→ **GIVEN EXERCISE**
Collect every line from the rows below that contains the word "tree".
########
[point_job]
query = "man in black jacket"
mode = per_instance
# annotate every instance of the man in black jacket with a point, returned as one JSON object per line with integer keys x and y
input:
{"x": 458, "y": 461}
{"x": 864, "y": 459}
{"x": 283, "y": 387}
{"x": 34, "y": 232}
########
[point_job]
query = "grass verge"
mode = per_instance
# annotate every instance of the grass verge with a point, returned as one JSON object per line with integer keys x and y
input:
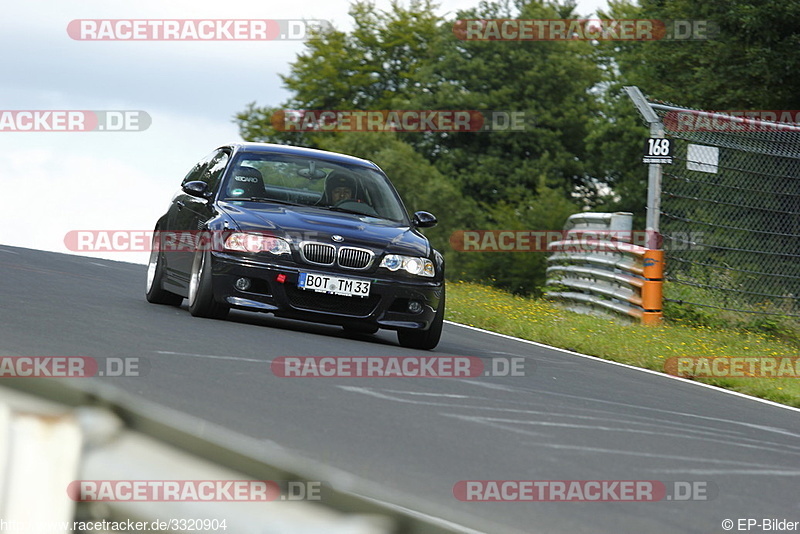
########
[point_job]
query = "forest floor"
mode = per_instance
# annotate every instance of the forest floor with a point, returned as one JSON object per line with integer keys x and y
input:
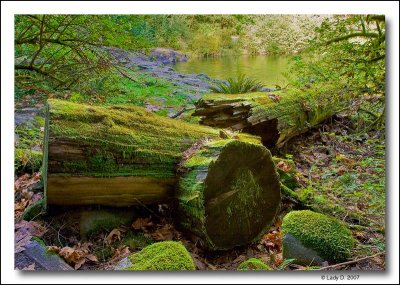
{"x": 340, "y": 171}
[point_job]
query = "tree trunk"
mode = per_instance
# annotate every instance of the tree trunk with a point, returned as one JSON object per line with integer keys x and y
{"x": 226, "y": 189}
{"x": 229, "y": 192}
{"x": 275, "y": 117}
########
→ **REPLY TO THE EXERCISE**
query = "tree trunk"
# annotate every instance of the tree trunk with a point, returned as one JSON object per line with integer keys x and y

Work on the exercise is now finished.